> [Challenge]: Please report every line in the entries below that contains the word "teeth", copying each one in full.

+ + + + +

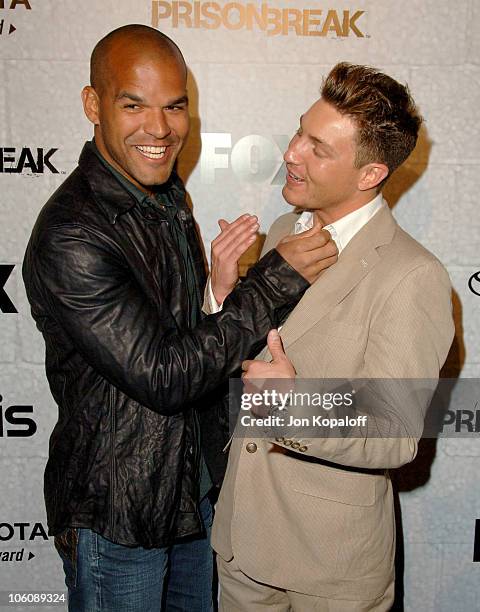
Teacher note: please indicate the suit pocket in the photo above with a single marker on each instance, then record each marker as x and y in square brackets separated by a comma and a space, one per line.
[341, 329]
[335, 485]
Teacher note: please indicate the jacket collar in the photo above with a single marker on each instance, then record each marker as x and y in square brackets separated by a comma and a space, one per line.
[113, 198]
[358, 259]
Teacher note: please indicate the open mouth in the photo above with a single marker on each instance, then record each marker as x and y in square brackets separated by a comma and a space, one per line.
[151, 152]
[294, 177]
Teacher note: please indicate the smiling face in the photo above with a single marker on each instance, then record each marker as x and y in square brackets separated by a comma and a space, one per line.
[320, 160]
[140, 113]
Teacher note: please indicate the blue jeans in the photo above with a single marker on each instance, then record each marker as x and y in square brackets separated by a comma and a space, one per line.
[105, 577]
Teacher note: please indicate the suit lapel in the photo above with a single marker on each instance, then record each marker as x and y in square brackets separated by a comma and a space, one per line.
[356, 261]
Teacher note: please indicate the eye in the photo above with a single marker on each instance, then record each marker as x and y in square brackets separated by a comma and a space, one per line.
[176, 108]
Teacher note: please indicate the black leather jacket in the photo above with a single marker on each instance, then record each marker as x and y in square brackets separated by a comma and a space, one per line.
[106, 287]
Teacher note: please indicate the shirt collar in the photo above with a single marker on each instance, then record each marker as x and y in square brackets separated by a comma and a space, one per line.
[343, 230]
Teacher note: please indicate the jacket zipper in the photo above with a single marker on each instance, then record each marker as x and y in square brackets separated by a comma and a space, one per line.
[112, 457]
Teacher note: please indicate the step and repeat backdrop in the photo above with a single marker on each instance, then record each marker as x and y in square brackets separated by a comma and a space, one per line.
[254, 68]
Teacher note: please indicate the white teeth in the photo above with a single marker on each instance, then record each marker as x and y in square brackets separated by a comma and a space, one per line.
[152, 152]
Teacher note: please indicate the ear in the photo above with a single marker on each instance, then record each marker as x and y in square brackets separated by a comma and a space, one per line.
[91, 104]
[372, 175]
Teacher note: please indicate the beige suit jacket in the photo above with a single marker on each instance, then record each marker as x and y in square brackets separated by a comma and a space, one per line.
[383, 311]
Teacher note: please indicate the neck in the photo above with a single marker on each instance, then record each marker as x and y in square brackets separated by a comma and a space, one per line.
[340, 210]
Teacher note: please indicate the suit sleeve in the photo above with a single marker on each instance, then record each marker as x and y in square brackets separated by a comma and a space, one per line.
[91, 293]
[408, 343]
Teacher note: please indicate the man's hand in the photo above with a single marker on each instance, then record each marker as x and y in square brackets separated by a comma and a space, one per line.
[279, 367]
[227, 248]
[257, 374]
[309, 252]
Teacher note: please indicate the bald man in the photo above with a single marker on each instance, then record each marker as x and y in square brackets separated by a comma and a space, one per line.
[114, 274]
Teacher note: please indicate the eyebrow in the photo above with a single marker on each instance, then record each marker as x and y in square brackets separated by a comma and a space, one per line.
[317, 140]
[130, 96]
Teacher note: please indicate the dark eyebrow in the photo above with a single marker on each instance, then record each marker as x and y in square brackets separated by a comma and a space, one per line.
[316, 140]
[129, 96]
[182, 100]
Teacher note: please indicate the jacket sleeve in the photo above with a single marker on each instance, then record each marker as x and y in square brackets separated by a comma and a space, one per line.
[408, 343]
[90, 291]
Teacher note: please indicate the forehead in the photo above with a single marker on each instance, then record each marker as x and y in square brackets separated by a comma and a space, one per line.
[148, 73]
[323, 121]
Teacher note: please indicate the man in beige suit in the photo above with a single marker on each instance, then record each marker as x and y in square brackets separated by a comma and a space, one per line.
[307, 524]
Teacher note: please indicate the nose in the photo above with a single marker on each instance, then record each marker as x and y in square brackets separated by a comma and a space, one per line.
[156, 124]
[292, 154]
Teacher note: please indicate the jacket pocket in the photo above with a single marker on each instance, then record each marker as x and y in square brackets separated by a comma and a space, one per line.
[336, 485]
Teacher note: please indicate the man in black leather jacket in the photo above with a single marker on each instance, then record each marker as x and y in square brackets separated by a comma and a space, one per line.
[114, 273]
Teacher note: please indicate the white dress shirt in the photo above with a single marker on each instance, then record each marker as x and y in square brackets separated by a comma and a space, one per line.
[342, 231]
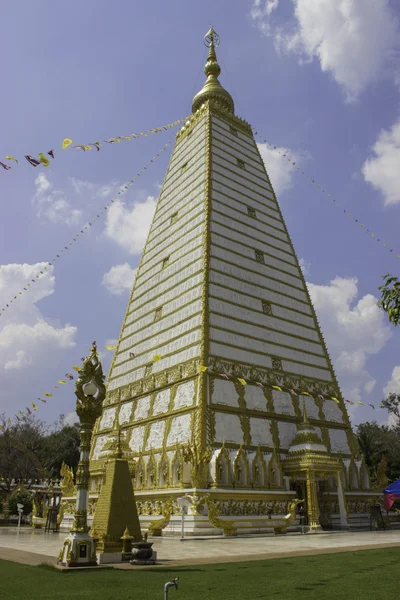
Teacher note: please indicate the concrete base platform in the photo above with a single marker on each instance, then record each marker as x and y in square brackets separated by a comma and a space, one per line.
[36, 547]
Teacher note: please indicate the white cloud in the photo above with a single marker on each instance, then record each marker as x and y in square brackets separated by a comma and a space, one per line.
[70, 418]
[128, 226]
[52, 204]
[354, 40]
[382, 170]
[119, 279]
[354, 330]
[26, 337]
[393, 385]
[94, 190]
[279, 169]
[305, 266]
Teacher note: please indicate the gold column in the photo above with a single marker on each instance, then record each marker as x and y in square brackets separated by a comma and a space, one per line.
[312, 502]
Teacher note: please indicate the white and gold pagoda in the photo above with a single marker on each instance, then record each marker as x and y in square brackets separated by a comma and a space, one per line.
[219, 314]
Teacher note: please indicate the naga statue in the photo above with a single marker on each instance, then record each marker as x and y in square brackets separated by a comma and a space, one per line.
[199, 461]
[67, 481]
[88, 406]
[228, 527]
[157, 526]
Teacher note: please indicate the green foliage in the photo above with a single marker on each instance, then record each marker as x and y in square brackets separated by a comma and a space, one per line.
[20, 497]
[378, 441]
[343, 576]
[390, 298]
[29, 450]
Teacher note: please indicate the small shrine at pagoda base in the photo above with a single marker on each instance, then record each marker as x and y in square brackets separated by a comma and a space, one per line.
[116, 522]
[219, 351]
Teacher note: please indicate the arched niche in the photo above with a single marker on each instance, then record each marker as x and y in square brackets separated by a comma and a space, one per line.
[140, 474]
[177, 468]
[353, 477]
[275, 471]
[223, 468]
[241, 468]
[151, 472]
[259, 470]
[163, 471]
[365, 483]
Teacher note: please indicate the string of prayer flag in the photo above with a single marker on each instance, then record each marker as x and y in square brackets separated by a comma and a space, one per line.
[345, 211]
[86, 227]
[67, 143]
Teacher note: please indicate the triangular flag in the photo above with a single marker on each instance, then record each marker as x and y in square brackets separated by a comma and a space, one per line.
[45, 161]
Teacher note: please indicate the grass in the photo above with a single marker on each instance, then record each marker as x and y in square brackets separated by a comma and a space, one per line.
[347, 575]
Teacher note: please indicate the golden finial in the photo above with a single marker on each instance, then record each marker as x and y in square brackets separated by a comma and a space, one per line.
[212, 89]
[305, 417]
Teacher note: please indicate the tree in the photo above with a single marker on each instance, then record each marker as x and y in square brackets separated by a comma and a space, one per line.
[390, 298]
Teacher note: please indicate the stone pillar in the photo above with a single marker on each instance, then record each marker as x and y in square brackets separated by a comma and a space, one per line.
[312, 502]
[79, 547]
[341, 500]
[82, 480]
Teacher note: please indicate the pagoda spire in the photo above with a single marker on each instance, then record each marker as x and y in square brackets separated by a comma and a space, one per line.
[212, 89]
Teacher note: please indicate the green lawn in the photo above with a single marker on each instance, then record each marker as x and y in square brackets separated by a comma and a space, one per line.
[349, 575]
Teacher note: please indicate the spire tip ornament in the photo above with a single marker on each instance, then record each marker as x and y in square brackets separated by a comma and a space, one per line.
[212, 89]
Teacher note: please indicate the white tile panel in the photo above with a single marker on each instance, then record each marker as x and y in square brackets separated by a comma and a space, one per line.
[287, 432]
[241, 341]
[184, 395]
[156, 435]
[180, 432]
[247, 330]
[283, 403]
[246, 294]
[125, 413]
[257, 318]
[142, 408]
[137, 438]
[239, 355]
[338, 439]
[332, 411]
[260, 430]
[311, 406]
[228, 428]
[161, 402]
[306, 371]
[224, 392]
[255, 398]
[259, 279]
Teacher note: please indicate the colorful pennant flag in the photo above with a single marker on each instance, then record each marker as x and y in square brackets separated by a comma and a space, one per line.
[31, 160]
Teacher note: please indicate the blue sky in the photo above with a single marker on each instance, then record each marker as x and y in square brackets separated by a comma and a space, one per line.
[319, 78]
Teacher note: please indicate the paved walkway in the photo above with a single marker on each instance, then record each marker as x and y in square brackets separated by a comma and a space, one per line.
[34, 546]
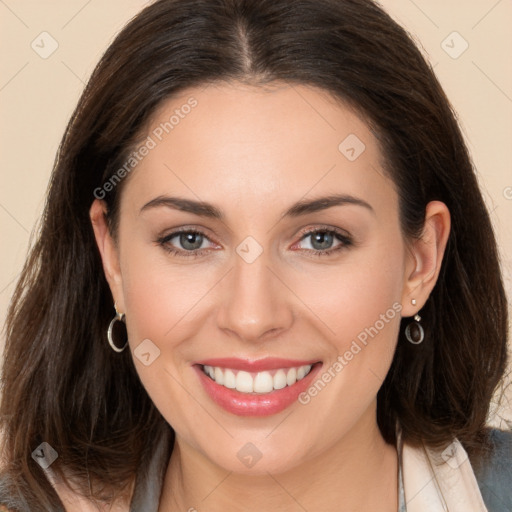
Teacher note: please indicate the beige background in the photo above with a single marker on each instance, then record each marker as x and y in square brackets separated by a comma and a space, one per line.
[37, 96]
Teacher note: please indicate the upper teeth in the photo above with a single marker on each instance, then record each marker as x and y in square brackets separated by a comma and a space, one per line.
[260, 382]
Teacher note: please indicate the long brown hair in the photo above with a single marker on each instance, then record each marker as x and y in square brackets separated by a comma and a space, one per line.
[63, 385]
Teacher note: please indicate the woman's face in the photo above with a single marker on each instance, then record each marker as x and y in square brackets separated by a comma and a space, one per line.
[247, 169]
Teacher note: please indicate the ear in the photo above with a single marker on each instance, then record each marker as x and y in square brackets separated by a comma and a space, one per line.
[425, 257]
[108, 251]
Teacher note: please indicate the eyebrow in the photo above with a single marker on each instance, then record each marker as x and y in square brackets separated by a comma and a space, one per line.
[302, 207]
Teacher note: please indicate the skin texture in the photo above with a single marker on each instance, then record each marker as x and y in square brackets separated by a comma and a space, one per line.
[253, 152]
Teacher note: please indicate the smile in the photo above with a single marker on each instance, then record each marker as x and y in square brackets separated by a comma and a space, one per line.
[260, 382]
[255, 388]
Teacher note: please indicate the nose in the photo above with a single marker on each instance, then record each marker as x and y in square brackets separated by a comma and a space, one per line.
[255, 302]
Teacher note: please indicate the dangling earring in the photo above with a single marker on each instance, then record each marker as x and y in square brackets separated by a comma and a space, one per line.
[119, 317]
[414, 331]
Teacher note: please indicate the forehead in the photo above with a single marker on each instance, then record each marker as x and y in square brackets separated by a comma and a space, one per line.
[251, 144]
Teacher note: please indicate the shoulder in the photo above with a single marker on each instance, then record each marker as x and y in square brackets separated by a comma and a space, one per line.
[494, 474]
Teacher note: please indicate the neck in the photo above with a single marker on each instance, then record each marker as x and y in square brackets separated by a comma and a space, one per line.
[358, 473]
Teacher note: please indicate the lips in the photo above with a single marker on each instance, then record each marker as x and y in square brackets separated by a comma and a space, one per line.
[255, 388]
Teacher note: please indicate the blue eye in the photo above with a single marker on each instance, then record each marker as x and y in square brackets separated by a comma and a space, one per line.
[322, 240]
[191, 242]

+ + + + +

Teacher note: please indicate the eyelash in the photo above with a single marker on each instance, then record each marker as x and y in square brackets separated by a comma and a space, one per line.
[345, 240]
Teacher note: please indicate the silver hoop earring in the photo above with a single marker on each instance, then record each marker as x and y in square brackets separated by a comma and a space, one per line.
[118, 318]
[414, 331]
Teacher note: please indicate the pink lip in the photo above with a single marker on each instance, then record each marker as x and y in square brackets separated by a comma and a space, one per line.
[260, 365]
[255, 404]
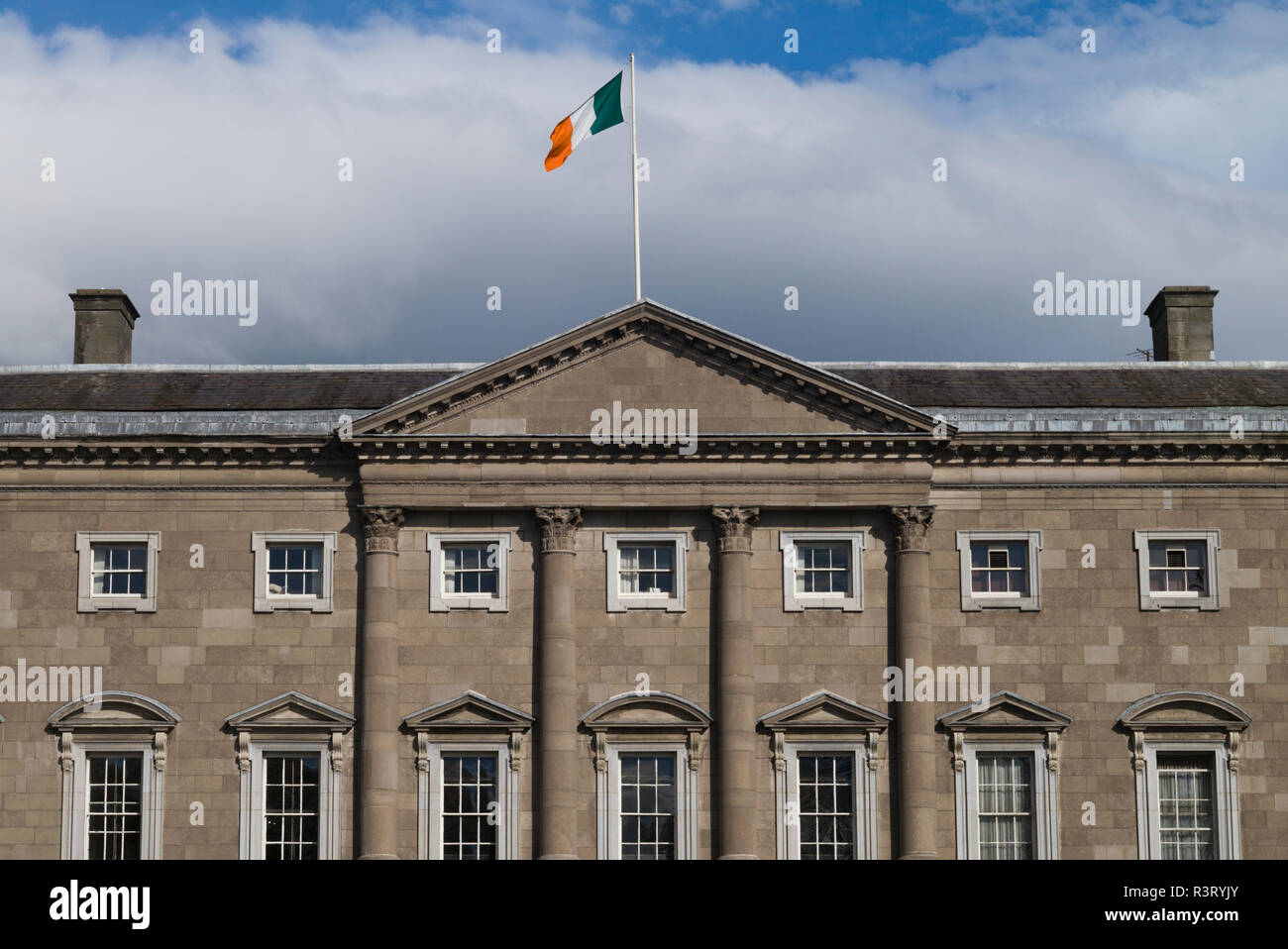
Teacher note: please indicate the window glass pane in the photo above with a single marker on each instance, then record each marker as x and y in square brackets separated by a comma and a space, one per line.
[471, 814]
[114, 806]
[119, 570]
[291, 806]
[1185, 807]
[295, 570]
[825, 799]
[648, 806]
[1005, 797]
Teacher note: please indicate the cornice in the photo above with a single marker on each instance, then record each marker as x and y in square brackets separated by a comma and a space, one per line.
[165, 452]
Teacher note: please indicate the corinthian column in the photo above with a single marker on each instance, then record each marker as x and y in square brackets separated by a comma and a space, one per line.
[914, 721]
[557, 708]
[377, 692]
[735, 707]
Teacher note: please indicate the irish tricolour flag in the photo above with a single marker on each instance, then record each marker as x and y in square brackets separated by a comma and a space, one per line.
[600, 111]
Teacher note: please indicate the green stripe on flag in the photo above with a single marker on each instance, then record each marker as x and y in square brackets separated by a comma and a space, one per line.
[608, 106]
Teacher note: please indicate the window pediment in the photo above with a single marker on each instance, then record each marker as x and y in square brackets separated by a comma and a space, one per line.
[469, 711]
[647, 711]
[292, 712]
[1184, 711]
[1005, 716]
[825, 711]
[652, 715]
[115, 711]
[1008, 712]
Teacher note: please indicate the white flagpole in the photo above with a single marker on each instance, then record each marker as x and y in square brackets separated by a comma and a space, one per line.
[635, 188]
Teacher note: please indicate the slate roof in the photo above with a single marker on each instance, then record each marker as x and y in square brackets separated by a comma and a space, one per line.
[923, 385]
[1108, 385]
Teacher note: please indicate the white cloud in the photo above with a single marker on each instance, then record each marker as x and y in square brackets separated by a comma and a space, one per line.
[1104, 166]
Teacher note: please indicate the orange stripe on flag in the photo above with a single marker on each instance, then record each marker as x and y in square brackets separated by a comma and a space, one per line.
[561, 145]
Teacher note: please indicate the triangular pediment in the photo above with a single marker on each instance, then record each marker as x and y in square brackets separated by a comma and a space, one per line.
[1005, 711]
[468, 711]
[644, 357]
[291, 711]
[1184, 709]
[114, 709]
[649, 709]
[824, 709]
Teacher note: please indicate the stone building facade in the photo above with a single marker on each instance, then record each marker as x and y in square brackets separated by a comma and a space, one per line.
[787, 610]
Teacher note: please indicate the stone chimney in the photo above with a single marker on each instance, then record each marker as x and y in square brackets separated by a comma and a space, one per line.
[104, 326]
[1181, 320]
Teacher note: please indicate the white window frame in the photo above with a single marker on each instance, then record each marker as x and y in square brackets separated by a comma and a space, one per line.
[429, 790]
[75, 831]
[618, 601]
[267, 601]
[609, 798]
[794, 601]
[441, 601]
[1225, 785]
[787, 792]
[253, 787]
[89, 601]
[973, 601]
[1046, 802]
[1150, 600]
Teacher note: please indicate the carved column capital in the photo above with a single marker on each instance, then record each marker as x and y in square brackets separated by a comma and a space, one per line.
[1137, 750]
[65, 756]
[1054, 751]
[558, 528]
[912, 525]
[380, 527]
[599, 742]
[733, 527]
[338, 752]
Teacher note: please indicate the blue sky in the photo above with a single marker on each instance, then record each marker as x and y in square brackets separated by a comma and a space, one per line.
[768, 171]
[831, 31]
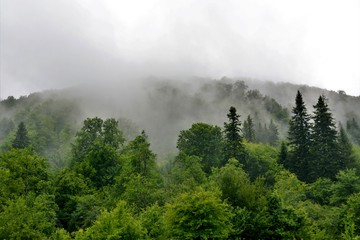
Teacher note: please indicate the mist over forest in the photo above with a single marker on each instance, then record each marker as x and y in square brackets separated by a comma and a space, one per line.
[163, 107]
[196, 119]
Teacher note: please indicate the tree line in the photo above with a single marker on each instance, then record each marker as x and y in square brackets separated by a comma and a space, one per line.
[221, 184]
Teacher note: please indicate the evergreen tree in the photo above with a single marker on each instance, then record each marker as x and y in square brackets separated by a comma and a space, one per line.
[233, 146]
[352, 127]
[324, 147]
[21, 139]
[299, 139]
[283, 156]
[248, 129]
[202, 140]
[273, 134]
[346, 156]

+ + + + +

> [Answer]:
Teacher note: please indicate the white teeth in the photo above with a single marker on each instance, then record each marker as x and y in square brackets separated by a comma and a space, one per line.
Teacher note: please indicate the upper teeth in the photo above with a single marker on each instance, then record each marker as x and y in square brackets separated by a comma and a space, one per line.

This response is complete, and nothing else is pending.